*** Selected extract

Tupaia died on 20 December 1770. This date is confirmed in the muster records of Endeavour. Other dates are suggested by the journals of Joseph Banks and James Cook. Joseph Banks's journal has an entry for 11 November, in which he wrote “We rece [sic] the news of Tupias death”. However, Banks was ill for much of his time at Batavia, and wrote many entries later on, using incorrect dates. James Cook's journal has an entry for 26 December, in which he wrote “we lost... Tupia”. However, this entry is a summary of several events that occurred during the stay in Batavia.

Tupaia died from either dysentery or malaria, both of which were present aboard Endeavour when berthed for repairs in Batavia. Cook recorded his passing in his journal: "He was a Shrewd, Sensible, Ingenious Man, but proud and obstinate which often made his situation on board both disagreeable to himself and those about him, and tended much to promote the deceases that put a period to his life."

==Legacy==
When Cook returned to New Zealand in 1773, the Maori approached his ship shouting "Tupaia! Tupaia!". As Cook noted, "...the Name of Tupia was at that time so popular among them that it would be no wonder if at this time it is known over the great part of New Zealand."

===In popular culture===
In 2021, a trilingual Tahitian-Māori-English opera was made of the life of Tupaia titled Ihitai 'Avei'a - Star Navigator co-composed by Crowded House's Tim Finn and Tom McLeod for New Zealand Opera; it opened in Auckland March of that year.

******

### Task
Answer these questions from the text about Tupaia:
1. On what date did Tupaia die, as confirmed by the muster records of Endeavour?
2. What did the Maori shout when Cook returned to New Zealand in 1773?
3. In which city did the 2021 opera about Tupaia's life open?
The records that come next are separate material and have no connection to the text about Tupaia.

*** Excerpted data

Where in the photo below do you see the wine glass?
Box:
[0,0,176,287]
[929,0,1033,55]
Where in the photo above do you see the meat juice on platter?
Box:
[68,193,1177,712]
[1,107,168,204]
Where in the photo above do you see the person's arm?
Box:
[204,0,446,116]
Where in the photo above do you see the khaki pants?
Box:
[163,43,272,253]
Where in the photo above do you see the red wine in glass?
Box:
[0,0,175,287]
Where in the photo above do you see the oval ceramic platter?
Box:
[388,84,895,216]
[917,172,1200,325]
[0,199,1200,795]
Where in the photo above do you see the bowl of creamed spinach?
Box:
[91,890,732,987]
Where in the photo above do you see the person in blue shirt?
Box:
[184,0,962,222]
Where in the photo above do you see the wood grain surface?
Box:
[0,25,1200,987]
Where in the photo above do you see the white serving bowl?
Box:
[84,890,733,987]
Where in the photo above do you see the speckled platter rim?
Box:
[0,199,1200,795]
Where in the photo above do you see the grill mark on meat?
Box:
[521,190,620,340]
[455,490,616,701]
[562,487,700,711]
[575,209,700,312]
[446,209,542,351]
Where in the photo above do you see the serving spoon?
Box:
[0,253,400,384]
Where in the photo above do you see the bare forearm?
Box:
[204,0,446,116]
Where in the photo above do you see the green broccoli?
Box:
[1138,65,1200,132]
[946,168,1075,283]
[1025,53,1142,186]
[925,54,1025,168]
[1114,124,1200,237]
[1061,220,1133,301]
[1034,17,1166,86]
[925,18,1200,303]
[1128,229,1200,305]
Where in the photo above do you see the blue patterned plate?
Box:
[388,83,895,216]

******

### Answer box
1. 20 December 1770
2. "Tupaia! Tupaia!"
3. Auckland